Retype the records word for word. Skip every image.

* _Supplied records_
----------

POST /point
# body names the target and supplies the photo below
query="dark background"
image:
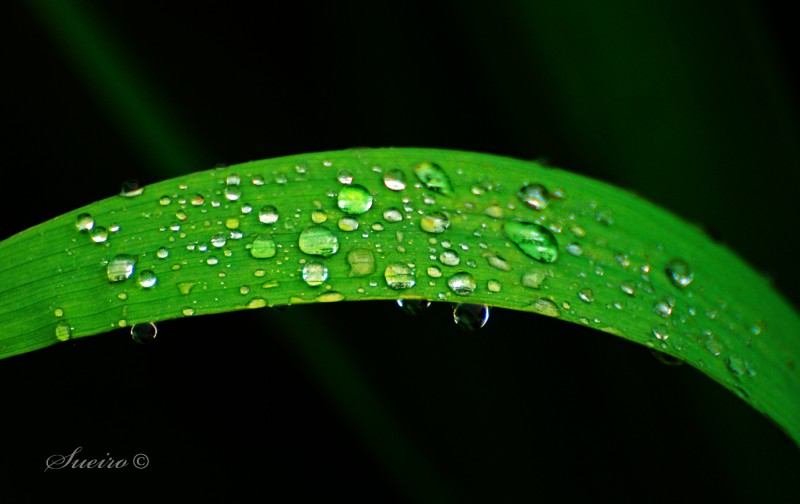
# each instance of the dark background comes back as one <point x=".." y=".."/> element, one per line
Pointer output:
<point x="693" y="105"/>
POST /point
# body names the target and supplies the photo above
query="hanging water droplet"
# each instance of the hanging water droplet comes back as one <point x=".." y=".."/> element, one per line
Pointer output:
<point x="63" y="330"/>
<point x="99" y="234"/>
<point x="84" y="222"/>
<point x="534" y="240"/>
<point x="392" y="215"/>
<point x="434" y="177"/>
<point x="268" y="214"/>
<point x="120" y="268"/>
<point x="395" y="180"/>
<point x="413" y="306"/>
<point x="147" y="279"/>
<point x="315" y="273"/>
<point x="144" y="333"/>
<point x="535" y="196"/>
<point x="263" y="247"/>
<point x="449" y="258"/>
<point x="679" y="273"/>
<point x="361" y="261"/>
<point x="131" y="188"/>
<point x="399" y="276"/>
<point x="317" y="240"/>
<point x="462" y="283"/>
<point x="470" y="317"/>
<point x="435" y="222"/>
<point x="354" y="199"/>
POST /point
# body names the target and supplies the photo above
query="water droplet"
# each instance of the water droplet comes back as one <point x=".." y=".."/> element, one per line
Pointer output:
<point x="99" y="234"/>
<point x="354" y="199"/>
<point x="535" y="196"/>
<point x="470" y="317"/>
<point x="462" y="283"/>
<point x="345" y="177"/>
<point x="413" y="306"/>
<point x="449" y="258"/>
<point x="544" y="306"/>
<point x="317" y="240"/>
<point x="147" y="279"/>
<point x="268" y="214"/>
<point x="434" y="177"/>
<point x="348" y="224"/>
<point x="361" y="261"/>
<point x="263" y="247"/>
<point x="678" y="273"/>
<point x="399" y="276"/>
<point x="315" y="273"/>
<point x="144" y="333"/>
<point x="534" y="240"/>
<point x="63" y="331"/>
<point x="392" y="215"/>
<point x="84" y="222"/>
<point x="131" y="188"/>
<point x="395" y="180"/>
<point x="436" y="222"/>
<point x="120" y="268"/>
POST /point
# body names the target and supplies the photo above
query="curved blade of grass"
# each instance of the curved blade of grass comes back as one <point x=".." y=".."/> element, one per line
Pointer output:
<point x="211" y="249"/>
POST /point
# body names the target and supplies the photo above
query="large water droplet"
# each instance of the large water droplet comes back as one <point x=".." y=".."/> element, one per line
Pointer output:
<point x="470" y="317"/>
<point x="434" y="177"/>
<point x="534" y="240"/>
<point x="395" y="180"/>
<point x="84" y="222"/>
<point x="435" y="222"/>
<point x="354" y="199"/>
<point x="144" y="333"/>
<point x="679" y="273"/>
<point x="315" y="273"/>
<point x="361" y="261"/>
<point x="535" y="196"/>
<point x="120" y="268"/>
<point x="462" y="283"/>
<point x="268" y="214"/>
<point x="263" y="247"/>
<point x="399" y="276"/>
<point x="317" y="240"/>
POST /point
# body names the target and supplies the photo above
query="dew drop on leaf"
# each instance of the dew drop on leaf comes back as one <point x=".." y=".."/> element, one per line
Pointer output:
<point x="470" y="317"/>
<point x="534" y="240"/>
<point x="144" y="333"/>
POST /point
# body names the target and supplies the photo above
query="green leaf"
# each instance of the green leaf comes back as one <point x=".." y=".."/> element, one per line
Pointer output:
<point x="390" y="224"/>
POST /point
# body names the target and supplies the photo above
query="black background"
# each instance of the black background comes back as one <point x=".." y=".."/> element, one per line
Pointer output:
<point x="359" y="400"/>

----------

* _Answer section_
POST /point
# body names the target and supplies the photo below
query="dark background"
image:
# each instance of the dark background comes back as one <point x=".." y=".."/> element, one per line
Pointer output:
<point x="693" y="105"/>
POST /point
# body names the target and supplies the photo above
query="hanging water droplet"
# each instance of the hanging water droplet comes back as one <point x=".." y=".."/> element, one per line
Pointer output:
<point x="63" y="330"/>
<point x="99" y="234"/>
<point x="84" y="222"/>
<point x="534" y="240"/>
<point x="392" y="215"/>
<point x="434" y="177"/>
<point x="268" y="214"/>
<point x="120" y="268"/>
<point x="395" y="180"/>
<point x="413" y="306"/>
<point x="147" y="279"/>
<point x="315" y="273"/>
<point x="144" y="333"/>
<point x="535" y="196"/>
<point x="263" y="247"/>
<point x="449" y="258"/>
<point x="679" y="273"/>
<point x="361" y="261"/>
<point x="131" y="188"/>
<point x="399" y="276"/>
<point x="317" y="240"/>
<point x="462" y="283"/>
<point x="470" y="317"/>
<point x="435" y="222"/>
<point x="354" y="199"/>
POST /point
# body names the target and supplies the photo above
query="water droplet"
# each instance of the water droplet comes back as one <point x=".." y=".."/> element, one per line
Pointer output:
<point x="99" y="234"/>
<point x="354" y="199"/>
<point x="535" y="196"/>
<point x="470" y="317"/>
<point x="462" y="283"/>
<point x="345" y="177"/>
<point x="413" y="306"/>
<point x="449" y="258"/>
<point x="544" y="306"/>
<point x="317" y="240"/>
<point x="147" y="279"/>
<point x="268" y="214"/>
<point x="434" y="177"/>
<point x="348" y="224"/>
<point x="361" y="261"/>
<point x="263" y="247"/>
<point x="678" y="273"/>
<point x="399" y="276"/>
<point x="315" y="273"/>
<point x="144" y="333"/>
<point x="534" y="240"/>
<point x="63" y="331"/>
<point x="392" y="215"/>
<point x="84" y="222"/>
<point x="131" y="188"/>
<point x="395" y="180"/>
<point x="436" y="222"/>
<point x="120" y="268"/>
POST /point
# body names the target and supplies the photo above
query="curved blade of grass"
# each instance of the curved blade of grass comes back as one <point x=".." y=".."/> element, one per line
Pointer output:
<point x="211" y="249"/>
POST /point
# body names the target and supplies the photo above
query="large water droplet"
# each instance of the large water droplet comes back as one <point x=".." y=".."/> element, one per line
Pointer output:
<point x="470" y="317"/>
<point x="434" y="177"/>
<point x="534" y="240"/>
<point x="395" y="180"/>
<point x="84" y="222"/>
<point x="435" y="222"/>
<point x="354" y="199"/>
<point x="144" y="333"/>
<point x="679" y="273"/>
<point x="315" y="273"/>
<point x="361" y="261"/>
<point x="535" y="196"/>
<point x="120" y="268"/>
<point x="462" y="283"/>
<point x="268" y="214"/>
<point x="263" y="247"/>
<point x="399" y="276"/>
<point x="317" y="240"/>
POST /point
# body names the target and supplies the photo above
query="dew drop on leaf"
# each instance of the dew drop on leaf comes back as one <point x=".." y=".."/> element, one per line
Pointer output:
<point x="470" y="317"/>
<point x="534" y="240"/>
<point x="144" y="333"/>
POST /point
# body names the target and supplies the photo above
query="green leaf"
# each instance of the green leaf comes back as one <point x=".." y=".."/> element, one per line
Pointer output:
<point x="390" y="224"/>
POST /point
# body names the target and supplies the photo above
query="black background"
# each instance of the black background comes back as one <point x=".." y=".."/> element, one per line
Pointer output:
<point x="359" y="400"/>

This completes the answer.